---------- Excerpt to read

I don't think you understood the article. The AI did not find any vulnerability most of the time, even after directly being prompted to find it.
But the Human already found a vulnerability and fixed it. Also, as seen in numerous Github AI Hacker1 fails, most of the time the AI will make up CVEs or fixes for these, essentially being more of a roadblock than a helping hand to verifying what the human wrote.
As seen in the article, even if you would point exactly to the problem, the AI will still not find it or make up problems 99.92% of the time.
Don't forget the 28/100 false positive rate.
So only 8% success rate, and 28% false positive rate (even worse than just failing to find the issue) in ideal conditions.

--------------------

[Task 1] Return the part of the comment on AI vulnerability detection from "But the Human" to "of the time.".
[Task 2] Write the next part of the comment on AI vulnerability detection, starting right after its last sentence.

---------- Information shown

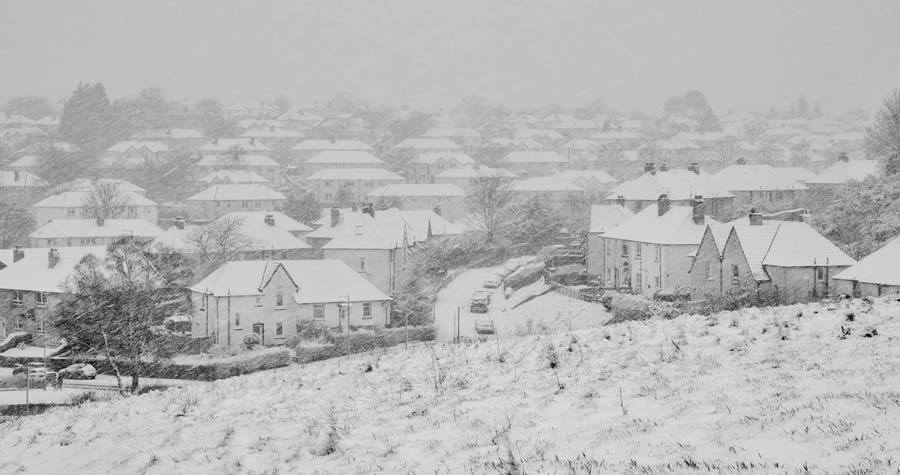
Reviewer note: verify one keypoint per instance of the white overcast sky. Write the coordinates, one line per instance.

--------------------

[Result 1]
But the Human already found a vulnerability and fixed it. Also, as seen in numerous Github AI Hacker1 fails, most of the time the AI will make up CVEs or fixes for these, essentially being more of a roadblock than a helping hand to verifying what the human wrote.
As seen in the article, even if you would point exactly to the problem, the AI will still not find it or make up problems 99.92% of the time.

[Result 2]
What I understood from the article was that the developer was testing it on a vulnerability they found, and the AI detected it very occasionally. It found a random other problem, which yes can often be a false positive, but I gathered from the article that there was one that was a previously undiscovered vulnerability. But that's where the developer verifies instead of taking ChatGPT at its word.
Of course I still don't trust it to code the fix, but in terms of looking for problem areas in code. While its effectiveness in practice is marginal, as an application of AI in general, it can search big areas and try to come up with a few candidates, that I think is a legit use case.
I mean, if you run it 100 Times and spend like 2 Months chasing down the false positives, maybe.